··· Source records

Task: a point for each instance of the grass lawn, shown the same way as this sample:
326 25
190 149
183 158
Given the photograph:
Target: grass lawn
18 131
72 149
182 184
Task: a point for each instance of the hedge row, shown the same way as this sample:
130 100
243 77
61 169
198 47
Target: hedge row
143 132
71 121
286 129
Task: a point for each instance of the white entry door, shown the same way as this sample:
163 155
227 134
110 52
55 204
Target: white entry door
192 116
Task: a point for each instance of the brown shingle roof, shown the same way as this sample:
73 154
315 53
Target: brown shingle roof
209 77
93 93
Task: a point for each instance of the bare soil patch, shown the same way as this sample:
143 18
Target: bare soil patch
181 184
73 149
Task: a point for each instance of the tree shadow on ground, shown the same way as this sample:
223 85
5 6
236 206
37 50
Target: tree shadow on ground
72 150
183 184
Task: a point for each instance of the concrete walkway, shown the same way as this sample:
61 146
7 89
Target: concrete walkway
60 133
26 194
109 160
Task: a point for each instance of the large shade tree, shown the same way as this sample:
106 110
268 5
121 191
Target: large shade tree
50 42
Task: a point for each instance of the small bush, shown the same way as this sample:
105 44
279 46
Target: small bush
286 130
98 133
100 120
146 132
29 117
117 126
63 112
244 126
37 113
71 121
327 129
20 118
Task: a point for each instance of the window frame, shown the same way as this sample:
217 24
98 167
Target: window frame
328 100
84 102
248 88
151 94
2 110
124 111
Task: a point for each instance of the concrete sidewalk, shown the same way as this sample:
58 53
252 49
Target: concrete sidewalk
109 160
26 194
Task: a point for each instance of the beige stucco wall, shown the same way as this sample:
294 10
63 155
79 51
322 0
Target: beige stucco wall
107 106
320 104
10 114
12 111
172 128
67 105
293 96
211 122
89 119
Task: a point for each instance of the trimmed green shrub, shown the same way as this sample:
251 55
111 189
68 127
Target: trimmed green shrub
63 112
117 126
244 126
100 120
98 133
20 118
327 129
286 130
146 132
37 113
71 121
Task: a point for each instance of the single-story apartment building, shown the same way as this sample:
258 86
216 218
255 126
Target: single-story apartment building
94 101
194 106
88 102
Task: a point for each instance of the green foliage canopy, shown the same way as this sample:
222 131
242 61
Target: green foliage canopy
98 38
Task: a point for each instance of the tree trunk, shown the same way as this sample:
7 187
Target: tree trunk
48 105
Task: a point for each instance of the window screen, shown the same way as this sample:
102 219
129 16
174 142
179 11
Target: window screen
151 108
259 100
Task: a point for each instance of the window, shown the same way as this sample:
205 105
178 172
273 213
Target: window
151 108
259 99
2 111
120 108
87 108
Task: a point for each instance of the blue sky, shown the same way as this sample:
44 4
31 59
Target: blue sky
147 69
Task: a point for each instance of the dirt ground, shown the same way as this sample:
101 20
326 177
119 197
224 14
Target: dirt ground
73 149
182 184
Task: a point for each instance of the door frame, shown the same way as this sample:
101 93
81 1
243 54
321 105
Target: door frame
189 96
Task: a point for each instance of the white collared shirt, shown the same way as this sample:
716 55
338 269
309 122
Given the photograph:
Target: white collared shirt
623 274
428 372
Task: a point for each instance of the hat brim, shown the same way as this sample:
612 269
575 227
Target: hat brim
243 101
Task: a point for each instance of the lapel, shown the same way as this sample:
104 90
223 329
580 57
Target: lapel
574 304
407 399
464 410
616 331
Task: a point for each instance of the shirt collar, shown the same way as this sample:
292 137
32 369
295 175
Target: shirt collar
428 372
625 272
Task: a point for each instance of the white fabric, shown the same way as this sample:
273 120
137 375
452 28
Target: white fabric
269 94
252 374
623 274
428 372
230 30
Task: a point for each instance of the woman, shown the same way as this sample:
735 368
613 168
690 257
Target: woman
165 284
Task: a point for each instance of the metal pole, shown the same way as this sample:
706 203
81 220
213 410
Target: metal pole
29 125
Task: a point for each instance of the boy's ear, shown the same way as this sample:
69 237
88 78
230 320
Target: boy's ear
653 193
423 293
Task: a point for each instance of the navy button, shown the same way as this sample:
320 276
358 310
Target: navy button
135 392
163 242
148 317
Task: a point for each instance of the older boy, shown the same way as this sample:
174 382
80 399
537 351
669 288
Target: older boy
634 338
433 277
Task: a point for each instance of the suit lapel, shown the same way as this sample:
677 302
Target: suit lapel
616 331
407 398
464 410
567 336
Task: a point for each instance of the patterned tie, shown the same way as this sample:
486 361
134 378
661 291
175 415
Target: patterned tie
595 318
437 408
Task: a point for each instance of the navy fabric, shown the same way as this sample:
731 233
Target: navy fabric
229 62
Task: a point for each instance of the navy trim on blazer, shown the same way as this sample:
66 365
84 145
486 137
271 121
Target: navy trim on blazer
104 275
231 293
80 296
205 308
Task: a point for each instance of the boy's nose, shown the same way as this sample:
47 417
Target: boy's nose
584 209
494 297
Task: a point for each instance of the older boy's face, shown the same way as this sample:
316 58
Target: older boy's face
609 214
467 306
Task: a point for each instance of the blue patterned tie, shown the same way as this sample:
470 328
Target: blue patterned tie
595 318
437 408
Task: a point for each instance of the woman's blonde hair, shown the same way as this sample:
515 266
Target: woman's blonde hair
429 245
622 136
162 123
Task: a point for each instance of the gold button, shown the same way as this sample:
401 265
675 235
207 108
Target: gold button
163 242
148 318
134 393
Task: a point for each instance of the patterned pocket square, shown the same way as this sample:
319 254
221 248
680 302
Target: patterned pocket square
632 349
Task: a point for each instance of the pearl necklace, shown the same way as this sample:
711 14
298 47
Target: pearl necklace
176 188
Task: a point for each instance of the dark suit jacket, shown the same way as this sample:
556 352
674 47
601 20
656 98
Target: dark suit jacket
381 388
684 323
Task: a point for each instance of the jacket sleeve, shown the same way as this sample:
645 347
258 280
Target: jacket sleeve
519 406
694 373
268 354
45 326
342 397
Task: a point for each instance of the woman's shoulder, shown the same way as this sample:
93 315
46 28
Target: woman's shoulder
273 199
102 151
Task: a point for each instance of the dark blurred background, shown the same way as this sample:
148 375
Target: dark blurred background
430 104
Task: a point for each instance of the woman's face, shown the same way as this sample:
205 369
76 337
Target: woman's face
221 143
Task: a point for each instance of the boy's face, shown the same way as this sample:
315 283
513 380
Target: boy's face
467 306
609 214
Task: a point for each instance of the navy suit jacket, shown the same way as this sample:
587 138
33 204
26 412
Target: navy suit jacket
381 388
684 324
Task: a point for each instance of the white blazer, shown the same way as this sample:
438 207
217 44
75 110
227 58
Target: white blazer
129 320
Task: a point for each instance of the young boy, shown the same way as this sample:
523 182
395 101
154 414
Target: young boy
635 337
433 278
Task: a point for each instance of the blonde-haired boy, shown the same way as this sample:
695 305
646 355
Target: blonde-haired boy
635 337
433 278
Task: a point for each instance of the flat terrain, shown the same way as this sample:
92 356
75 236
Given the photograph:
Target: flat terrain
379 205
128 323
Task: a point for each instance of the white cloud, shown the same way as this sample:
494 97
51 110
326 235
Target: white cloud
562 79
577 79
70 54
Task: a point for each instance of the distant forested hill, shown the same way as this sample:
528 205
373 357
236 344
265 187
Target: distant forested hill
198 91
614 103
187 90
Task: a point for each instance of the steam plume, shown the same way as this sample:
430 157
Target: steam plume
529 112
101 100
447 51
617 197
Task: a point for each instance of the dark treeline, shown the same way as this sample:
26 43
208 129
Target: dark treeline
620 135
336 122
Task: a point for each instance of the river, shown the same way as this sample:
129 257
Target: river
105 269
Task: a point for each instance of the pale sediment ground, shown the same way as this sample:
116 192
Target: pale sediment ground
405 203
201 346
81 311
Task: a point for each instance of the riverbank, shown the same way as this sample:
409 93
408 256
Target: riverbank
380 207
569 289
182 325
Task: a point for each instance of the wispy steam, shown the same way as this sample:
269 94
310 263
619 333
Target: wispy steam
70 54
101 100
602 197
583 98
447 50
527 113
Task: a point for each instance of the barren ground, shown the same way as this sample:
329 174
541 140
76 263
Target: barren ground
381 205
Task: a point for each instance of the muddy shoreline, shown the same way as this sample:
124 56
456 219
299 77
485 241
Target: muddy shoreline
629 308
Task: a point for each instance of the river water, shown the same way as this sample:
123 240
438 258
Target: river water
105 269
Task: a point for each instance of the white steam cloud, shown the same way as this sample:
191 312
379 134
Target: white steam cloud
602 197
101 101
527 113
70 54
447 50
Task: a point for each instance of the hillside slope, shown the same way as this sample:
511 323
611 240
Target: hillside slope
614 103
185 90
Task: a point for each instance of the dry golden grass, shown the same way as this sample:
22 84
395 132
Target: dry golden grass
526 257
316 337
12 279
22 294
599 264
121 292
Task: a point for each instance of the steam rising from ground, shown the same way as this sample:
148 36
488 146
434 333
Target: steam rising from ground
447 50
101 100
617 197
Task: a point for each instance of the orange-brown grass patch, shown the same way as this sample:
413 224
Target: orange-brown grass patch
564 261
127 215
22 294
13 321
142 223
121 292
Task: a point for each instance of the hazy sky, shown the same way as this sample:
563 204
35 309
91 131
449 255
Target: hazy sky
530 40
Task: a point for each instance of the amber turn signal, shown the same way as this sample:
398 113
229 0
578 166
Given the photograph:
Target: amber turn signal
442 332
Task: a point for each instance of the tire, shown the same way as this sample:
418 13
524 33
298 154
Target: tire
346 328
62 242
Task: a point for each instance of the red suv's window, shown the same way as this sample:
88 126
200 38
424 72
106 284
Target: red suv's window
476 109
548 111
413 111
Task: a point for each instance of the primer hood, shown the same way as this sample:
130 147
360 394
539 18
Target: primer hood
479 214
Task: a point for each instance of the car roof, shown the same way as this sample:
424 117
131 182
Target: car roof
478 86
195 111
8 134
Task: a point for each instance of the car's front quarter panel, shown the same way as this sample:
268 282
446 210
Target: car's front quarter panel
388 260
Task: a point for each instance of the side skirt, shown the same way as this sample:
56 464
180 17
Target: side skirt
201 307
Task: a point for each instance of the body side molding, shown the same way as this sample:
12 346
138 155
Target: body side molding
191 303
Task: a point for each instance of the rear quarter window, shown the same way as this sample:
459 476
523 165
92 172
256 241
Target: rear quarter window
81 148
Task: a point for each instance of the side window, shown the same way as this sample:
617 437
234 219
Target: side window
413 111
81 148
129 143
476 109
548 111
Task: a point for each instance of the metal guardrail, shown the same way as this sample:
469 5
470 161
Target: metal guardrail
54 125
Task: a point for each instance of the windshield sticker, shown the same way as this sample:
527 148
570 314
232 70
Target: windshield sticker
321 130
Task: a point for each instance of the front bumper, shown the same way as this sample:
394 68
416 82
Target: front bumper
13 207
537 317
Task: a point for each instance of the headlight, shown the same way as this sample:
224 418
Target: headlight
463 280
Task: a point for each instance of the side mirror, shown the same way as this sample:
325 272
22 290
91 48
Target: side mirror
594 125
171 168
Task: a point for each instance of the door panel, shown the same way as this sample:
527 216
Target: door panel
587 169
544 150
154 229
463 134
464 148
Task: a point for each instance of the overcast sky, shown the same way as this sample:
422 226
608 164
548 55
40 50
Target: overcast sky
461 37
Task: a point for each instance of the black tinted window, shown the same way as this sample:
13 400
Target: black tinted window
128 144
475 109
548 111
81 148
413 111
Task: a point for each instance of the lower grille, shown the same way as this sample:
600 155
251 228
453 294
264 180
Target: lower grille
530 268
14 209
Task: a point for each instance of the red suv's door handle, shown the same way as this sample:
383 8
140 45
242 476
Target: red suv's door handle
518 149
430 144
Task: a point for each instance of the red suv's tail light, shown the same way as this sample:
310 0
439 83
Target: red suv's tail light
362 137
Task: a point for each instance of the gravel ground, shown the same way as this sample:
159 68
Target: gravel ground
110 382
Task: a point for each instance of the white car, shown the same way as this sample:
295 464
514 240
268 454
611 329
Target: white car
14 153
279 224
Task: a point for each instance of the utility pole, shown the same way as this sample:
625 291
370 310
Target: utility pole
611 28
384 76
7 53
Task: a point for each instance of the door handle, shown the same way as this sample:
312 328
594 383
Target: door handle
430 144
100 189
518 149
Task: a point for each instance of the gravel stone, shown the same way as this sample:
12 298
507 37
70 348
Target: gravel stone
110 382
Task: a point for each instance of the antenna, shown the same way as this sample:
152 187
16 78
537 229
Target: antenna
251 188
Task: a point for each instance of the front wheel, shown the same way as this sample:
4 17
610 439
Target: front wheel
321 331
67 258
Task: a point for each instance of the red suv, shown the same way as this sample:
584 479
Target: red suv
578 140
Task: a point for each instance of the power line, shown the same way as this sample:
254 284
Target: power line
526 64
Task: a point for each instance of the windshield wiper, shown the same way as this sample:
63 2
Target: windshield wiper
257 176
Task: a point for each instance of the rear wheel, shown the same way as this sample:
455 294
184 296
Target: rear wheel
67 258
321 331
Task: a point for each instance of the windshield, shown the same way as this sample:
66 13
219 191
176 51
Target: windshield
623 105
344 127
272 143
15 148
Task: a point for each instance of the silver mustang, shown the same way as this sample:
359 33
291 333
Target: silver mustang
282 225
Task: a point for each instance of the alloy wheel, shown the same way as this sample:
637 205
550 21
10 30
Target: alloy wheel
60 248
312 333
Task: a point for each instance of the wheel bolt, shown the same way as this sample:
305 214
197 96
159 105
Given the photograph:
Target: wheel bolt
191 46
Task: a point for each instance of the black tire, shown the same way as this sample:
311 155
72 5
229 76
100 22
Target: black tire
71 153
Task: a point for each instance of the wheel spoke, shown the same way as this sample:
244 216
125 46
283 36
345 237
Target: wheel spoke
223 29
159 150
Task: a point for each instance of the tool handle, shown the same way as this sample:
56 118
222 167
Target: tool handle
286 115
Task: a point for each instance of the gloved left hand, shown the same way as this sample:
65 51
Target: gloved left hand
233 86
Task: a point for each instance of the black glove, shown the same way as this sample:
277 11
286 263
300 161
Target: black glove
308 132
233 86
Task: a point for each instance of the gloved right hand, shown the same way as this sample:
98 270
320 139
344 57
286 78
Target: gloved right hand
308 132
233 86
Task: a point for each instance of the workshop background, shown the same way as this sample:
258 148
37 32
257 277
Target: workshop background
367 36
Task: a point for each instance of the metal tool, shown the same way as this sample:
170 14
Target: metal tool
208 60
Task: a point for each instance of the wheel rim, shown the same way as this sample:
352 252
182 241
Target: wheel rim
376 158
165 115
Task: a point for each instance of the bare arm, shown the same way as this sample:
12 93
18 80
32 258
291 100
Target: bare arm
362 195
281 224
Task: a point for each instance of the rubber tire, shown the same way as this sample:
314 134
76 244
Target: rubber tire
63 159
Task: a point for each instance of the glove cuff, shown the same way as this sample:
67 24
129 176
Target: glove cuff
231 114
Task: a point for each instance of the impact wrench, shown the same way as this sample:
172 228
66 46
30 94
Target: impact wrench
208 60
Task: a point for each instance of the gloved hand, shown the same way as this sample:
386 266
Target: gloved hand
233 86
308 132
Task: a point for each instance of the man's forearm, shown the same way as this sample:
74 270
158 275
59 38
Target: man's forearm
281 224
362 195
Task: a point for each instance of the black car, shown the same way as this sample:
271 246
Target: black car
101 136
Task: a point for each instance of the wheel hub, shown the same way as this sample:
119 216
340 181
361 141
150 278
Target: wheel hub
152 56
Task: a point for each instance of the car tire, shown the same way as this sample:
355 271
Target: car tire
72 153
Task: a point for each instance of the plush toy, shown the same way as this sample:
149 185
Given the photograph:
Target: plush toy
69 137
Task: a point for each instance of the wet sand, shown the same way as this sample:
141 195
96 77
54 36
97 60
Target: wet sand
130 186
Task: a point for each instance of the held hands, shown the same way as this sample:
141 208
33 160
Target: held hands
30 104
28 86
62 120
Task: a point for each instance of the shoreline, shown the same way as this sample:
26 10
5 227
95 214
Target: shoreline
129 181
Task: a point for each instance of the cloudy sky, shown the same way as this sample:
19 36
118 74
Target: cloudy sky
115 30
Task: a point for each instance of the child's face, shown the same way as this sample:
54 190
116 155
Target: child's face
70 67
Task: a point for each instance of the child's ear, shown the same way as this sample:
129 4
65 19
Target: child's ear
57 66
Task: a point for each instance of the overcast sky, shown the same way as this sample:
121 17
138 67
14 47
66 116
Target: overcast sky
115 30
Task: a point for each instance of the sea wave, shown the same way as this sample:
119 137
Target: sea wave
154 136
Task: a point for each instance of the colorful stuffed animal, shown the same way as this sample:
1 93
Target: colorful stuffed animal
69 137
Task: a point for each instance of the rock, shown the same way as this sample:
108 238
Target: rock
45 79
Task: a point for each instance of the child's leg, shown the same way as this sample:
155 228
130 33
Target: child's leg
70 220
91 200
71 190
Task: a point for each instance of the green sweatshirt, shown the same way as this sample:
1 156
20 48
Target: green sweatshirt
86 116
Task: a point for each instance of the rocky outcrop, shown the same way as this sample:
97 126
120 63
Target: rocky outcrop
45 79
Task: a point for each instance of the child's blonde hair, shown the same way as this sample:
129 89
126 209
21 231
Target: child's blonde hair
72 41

······

■ Directions for this task ■
Return, without any change, only the lines from the one containing "Target: child's ear" through the last line of the entries above.

■ Exercise answer ■
Target: child's ear
57 66
Task: a point for each instance of the overcast sky, shown the same way as this sample:
121 17
138 67
14 47
66 116
Target: overcast sky
115 30
Task: a point for each instance of the sea wave, shown the same way as this sample:
119 137
Target: sea wave
154 136
Task: a point for each instance of the colorful stuffed animal, shown the same way as this sample:
1 93
Target: colorful stuffed animal
69 137
Task: a point for each instance of the rock, shown the same way as this sample:
108 238
Target: rock
45 79
Task: a point for each instance of the child's leg, shown the same way as this sample:
155 228
130 33
Target: child's leg
70 220
91 200
71 190
Task: a point for each instance of the green sweatshirt, shown the same way as this sample:
1 156
20 48
Target: green sweatshirt
86 116
Task: a point for each instance of the rocky outcrop, shown the same way as this sample:
97 126
120 63
Target: rocky outcrop
45 79
Task: a point for each instance of the child's blonde hair, shown the same way as this sample:
129 89
126 209
21 231
Target: child's blonde hair
72 41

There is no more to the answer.